- Kutipan -
• • • • • • •

Bisnis.com, JAKARTA – Tingkat utang China diperkirakan mencapai rekor tertinggi tahun ini di tengah upaya bank sentral untuk menggenjot kredit dan menopang pertumbuhan ekonomi.
Dilansir Bloomberg, Direktur National Institution for Finance and Development (NIFD) Zhang Xiaojing mengatakan rasio leverage keseluruhan, yang merupakan persentase total utang dibandingkan PDB, diproyeksikan meningkat 11,3 poin persentase menjadi sekitar 275 persen tahun ini.
Zhang mengatakan kenaikan tersebut sebagian besar karena perlambatan pertumbuhan ekonomi.
“Kenaikan rasio utang sementara tidak akan membawa terlalu banyak risiko. Sikap bank sentral saat ini adalah neraca masih harus berkembang, dan ekonomi perlu ditingkatkan," kata Zhang, seperti dkutip Bloomberg, Rabu (6/7/2022)..
China telah berusaha mengendalikan rasio leverage sejak 2017 setelah stimulus sebelumnya memicu utang dan meningkatkan risiko keuangan dalam perekonomian. Pemerintah menghentikan kebijakan tersebut untuk sementara pada tahun 2020 saat meningkatkan stimulus ketika pandemi virus corona melanda. Rasio utang naik 23,6 poin persentase tahun itu, menurut perkiraan dari NIFD.

• • • • • • •

- Permintaan Tugas A -
Berdasarkan kutipan tentang utang China, mengapa China berusaha mengendalikan rasio leverage sejak 2017? Jawab dalam satu sampai tiga kalimat.
- Permintaan Tugas B -
Menurut kutipan tentang utang China, berapa rasio leverage keseluruhan yang diproyeksikan untuk tahun ini?
- Permintaan Tugas C -
Salin bagian kutipan tentang utang China antara "Dilansir Bloomberg, Direktur" dan "perlambatan pertumbuhan ekonomi.", termasuk kedua bagian itu.
Data berikut tidak ada hubungannya dengan kutipan tentang utang China.

- Data yang Diberikan -
• • • • • • •

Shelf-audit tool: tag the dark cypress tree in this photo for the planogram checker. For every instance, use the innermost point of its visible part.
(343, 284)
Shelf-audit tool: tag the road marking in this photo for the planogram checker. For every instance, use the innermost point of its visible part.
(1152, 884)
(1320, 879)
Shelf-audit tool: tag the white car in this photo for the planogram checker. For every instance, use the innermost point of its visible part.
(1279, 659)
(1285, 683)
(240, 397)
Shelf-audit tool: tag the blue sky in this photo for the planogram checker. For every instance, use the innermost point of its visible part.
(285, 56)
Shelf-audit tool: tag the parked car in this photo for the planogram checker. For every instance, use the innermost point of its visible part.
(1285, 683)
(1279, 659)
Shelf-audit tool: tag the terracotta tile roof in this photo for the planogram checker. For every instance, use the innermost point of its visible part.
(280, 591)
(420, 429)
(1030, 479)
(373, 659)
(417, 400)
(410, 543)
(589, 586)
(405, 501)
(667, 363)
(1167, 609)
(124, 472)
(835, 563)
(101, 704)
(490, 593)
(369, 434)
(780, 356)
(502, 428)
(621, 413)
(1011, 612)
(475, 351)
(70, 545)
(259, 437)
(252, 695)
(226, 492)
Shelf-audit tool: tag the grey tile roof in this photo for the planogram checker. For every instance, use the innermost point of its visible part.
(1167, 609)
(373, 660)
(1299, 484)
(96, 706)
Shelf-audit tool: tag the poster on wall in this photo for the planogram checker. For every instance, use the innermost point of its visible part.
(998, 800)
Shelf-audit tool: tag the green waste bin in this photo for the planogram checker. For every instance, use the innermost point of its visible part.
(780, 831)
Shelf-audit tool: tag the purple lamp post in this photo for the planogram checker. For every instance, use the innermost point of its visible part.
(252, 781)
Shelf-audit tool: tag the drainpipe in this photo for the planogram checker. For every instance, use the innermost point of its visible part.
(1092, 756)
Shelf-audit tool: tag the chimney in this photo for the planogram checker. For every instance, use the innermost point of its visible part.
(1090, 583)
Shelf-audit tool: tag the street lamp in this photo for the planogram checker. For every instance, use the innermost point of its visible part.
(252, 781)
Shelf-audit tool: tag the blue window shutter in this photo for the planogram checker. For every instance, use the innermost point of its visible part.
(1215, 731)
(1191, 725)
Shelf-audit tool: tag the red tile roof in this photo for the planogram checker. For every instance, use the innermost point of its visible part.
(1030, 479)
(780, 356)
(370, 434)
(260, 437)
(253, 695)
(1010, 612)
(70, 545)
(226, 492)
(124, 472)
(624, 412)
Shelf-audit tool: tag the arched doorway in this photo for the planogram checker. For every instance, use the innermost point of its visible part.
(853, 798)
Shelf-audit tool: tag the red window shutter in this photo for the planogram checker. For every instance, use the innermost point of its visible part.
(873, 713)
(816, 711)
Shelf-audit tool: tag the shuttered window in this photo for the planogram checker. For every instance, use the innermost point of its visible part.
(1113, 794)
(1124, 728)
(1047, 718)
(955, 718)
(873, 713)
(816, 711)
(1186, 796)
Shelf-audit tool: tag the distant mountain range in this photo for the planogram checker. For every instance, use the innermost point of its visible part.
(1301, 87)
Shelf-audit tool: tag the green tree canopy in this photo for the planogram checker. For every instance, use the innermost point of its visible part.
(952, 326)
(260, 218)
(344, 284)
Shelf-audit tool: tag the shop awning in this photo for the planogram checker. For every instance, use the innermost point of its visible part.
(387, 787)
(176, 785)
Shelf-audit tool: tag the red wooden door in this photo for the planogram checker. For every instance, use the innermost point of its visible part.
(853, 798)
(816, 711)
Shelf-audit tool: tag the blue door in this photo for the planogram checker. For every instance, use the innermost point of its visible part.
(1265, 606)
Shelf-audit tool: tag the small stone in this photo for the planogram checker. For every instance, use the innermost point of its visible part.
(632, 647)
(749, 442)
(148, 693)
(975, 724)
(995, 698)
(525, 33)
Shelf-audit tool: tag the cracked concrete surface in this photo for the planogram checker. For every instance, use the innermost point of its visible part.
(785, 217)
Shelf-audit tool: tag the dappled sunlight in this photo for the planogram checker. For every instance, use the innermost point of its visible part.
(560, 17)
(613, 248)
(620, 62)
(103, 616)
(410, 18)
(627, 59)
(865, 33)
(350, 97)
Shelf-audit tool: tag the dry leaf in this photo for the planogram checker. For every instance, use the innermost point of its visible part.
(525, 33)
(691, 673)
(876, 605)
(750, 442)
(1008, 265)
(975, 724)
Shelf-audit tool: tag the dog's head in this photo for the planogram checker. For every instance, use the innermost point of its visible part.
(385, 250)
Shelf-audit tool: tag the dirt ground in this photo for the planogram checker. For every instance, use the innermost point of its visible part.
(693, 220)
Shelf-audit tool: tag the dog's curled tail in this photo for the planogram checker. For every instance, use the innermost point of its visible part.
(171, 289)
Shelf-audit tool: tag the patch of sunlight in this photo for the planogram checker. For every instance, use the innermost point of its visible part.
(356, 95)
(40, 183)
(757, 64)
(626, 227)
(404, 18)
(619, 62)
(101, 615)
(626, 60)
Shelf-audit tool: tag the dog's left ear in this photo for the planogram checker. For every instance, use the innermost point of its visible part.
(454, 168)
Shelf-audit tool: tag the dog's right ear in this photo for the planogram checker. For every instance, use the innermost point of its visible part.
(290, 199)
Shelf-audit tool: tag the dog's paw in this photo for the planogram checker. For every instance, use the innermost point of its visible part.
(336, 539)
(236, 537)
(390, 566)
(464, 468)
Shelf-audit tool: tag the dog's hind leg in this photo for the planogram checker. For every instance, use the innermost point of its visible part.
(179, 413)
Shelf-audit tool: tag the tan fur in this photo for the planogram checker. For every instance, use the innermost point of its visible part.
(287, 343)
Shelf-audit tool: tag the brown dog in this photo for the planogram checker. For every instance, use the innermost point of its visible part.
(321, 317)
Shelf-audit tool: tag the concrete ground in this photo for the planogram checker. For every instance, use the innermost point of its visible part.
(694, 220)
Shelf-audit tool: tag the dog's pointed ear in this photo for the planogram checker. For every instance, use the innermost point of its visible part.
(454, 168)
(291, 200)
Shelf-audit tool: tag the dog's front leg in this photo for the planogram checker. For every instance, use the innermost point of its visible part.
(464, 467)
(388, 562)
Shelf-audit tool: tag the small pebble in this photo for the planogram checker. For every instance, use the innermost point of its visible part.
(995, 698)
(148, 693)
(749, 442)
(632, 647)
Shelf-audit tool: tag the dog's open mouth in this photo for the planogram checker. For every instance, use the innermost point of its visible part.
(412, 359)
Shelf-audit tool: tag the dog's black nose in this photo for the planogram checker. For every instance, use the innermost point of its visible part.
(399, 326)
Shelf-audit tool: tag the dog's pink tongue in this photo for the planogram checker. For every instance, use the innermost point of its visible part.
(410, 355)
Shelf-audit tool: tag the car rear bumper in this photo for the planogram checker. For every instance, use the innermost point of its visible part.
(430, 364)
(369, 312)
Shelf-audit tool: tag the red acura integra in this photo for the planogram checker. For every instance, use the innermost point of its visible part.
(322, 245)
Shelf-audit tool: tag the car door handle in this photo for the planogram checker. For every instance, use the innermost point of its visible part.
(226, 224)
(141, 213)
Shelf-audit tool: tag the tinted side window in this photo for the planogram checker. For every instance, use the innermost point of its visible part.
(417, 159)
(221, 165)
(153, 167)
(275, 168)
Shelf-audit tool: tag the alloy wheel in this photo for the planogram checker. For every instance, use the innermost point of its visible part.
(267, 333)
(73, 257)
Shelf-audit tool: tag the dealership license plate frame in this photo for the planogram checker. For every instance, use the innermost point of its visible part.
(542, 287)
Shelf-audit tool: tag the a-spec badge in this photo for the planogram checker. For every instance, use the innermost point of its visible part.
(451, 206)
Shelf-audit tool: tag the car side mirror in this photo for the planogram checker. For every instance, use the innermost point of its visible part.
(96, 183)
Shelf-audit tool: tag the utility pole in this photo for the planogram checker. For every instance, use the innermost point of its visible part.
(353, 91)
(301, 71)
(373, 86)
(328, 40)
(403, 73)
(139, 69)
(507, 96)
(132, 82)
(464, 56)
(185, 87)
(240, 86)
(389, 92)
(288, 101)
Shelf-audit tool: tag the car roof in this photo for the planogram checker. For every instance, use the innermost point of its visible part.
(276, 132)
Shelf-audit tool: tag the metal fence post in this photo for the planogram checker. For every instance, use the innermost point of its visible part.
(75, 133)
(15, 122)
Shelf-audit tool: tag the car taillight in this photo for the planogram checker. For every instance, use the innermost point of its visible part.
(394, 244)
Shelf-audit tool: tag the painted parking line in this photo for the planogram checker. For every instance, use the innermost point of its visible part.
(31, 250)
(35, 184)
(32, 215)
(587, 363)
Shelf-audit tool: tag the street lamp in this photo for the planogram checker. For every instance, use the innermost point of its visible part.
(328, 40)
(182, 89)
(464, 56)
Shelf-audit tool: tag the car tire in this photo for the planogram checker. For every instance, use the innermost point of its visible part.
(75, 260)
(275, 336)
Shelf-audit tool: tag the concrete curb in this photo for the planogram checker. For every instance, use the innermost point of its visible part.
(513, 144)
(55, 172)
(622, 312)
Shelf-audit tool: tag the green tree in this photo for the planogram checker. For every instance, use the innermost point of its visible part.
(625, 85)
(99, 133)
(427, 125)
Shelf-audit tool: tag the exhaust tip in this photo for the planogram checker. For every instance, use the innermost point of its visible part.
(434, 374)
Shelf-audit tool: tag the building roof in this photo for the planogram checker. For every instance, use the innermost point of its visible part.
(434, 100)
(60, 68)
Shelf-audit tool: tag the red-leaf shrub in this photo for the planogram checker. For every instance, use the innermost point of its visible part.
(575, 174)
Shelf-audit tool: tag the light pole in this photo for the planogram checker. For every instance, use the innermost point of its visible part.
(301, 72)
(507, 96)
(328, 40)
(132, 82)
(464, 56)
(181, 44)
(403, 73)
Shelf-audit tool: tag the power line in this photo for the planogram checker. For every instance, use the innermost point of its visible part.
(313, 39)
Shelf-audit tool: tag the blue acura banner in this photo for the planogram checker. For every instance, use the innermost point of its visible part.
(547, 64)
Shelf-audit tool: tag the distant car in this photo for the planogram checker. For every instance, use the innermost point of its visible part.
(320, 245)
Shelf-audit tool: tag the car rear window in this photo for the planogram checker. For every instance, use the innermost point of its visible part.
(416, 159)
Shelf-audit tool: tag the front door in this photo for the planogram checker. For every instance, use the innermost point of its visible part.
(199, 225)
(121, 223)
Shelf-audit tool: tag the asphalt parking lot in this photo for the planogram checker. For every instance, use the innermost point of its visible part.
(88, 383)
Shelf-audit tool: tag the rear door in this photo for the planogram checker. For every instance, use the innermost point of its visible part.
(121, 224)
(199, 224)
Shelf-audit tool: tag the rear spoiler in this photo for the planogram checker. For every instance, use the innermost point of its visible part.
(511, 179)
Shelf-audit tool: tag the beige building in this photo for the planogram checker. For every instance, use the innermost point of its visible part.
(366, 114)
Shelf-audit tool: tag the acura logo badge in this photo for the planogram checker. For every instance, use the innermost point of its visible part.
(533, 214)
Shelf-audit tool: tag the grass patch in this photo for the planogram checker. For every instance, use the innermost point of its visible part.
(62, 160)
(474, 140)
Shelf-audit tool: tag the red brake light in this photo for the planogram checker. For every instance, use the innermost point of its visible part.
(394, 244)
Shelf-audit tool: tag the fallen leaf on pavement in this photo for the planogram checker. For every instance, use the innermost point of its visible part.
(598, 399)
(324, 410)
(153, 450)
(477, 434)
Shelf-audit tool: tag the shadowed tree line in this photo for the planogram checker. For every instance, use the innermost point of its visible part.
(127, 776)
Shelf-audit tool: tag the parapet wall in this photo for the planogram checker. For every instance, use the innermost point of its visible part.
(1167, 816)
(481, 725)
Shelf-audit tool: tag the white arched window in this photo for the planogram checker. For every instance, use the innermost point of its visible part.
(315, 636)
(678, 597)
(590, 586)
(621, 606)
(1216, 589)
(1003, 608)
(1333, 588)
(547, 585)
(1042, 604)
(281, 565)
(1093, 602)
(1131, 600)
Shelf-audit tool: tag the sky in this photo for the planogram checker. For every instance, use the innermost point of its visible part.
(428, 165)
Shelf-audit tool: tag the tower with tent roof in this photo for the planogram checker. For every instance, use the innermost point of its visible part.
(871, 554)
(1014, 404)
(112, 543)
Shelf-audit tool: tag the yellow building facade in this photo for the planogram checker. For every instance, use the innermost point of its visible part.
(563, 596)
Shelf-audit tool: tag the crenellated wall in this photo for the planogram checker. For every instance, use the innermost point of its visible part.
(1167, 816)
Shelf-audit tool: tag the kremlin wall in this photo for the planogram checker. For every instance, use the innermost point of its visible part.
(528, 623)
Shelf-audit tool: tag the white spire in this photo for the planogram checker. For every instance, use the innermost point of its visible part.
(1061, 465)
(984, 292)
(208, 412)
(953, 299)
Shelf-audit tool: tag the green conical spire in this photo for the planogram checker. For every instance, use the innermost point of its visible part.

• • • • • • •

- Jawaban Tugas A -
China berusaha mengendalikan rasio leverage sejak 2017 karena stimulus sebelumnya telah memicu utang. Stimulus itu juga meningkatkan risiko keuangan dalam perekonomian.

- Jawaban Tugas B -
Rasio leverage keseluruhan diproyeksikan mencapai sekitar 275 persen tahun ini.

- Jawaban Tugas C -
Dilansir Bloomberg, Direktur National Institution for Finance and Development (NIFD) Zhang Xiaojing mengatakan rasio leverage keseluruhan, yang merupakan persentase total utang dibandingkan PDB, diproyeksikan meningkat 11,3 poin persentase menjadi sekitar 275 persen tahun ini.
Zhang mengatakan kenaikan tersebut sebagian besar karena perlambatan pertumbuhan ekonomi.